In this study, we used seismic events recorded from 1999 to 2020 in the Hakone volcanic area mentioned in the previous section. Experts have manually inspected this data for P- and S-waves and we will treat the information as the ground truth. In many cases, the picked onsets are stored with the P-wave at the same position in the time window, and the position could be incorrectly learned as the P-wave onset. To avoid this case, the P- and S-waves were always included in PhaseNet and the waveforms are randomly shifted back and forth in the position of the P-wave onset. In this study, as in the original, each seismic waveform was cut out of a 90-s time window; after shifting them in the above manner, they were cut to 30 s and used as input data. Other than that, the original 200 Hz sampling was downsampled to 100 Hz as preprocessing.

In this study, three models were first created, and their performances were evaluated as follows:

(1) Model 0: A trained model built using training data from millions of crustal earthquakes in Northern California (Zhu and Beroza 2019; publicly available on GitHub).

● ROWS:
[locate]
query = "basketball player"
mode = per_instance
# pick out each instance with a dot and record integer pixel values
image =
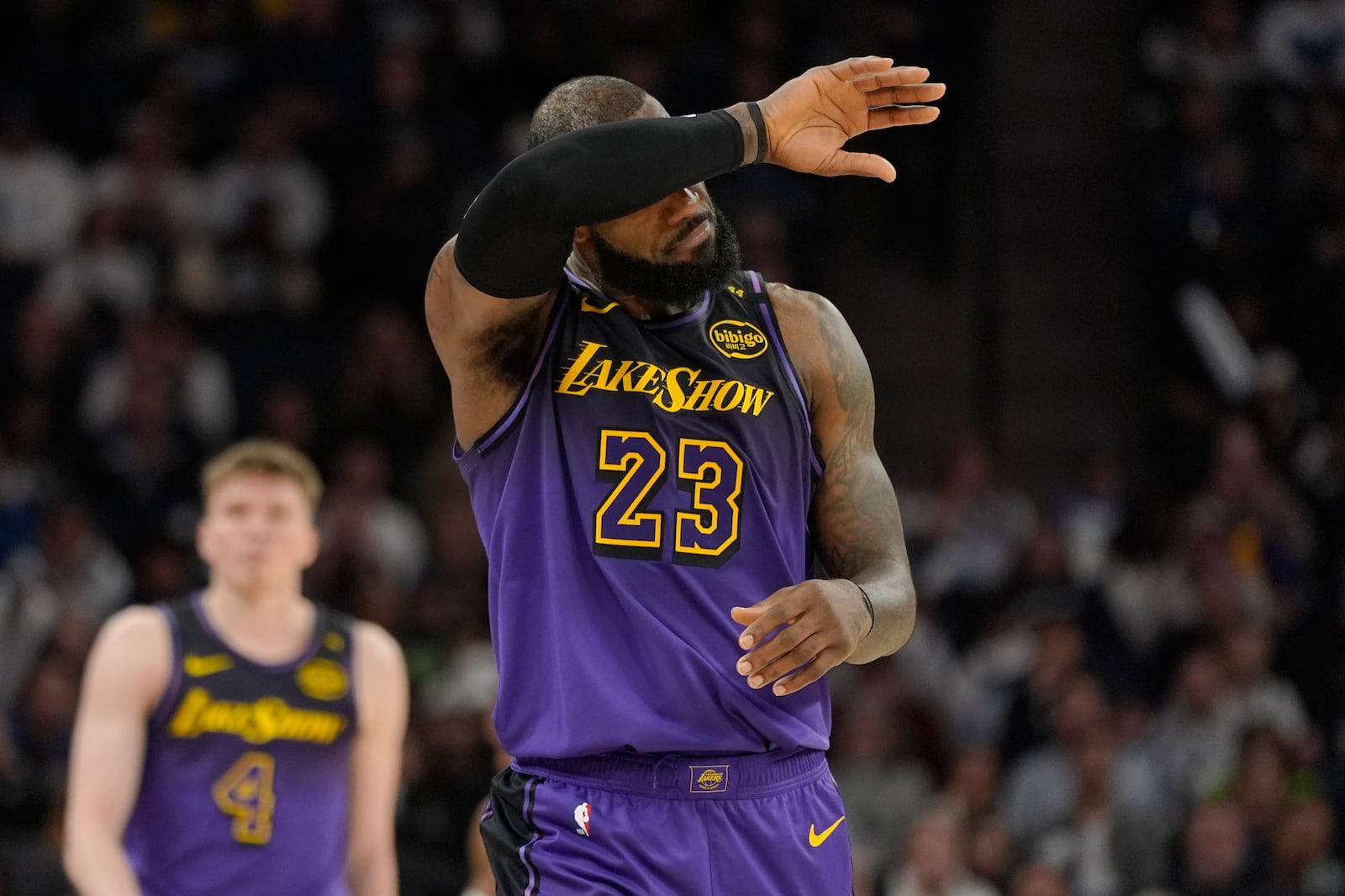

● SET EXERCISE A:
Answer these questions from the seismic study text:
(i) Over which years were the seismic events used in the study recorded?
(ii) To what sampling rate was the original 200 Hz data downsampled?
(iii) Model 0 was trained on data from what kind of earthquakes, and from which region?
● SET EXERCISE B:
Write out every line of the row in Block 1 exactly as it appears, leaving the picture out of your answer.
The text and the rows come from unrelated sources.

● EXERCISE SOLUTION A:
(i) From 1999 to 2020.
(ii) To 100 Hz.
(iii) Millions of crustal earthquakes in Northern California.

● EXERCISE SOLUTION B:
[locate]
query = "basketball player"
mode = per_instance
# pick out each instance with a dot and record integer pixel values
image =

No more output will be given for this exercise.